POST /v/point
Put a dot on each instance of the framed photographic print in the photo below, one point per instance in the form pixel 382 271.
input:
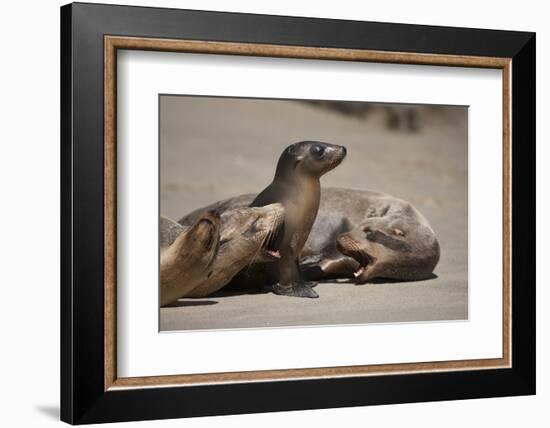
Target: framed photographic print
pixel 265 213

***

> _DIRECTIONS_:
Copy the material above line for line, leaving out the pictures.

> _EXPECTED OUTPUT_:
POST /v/point
Put a dot on each instance of the framed photographic print in the photo below, one point per instance in the form pixel 382 271.
input:
Target: framed photographic print
pixel 265 213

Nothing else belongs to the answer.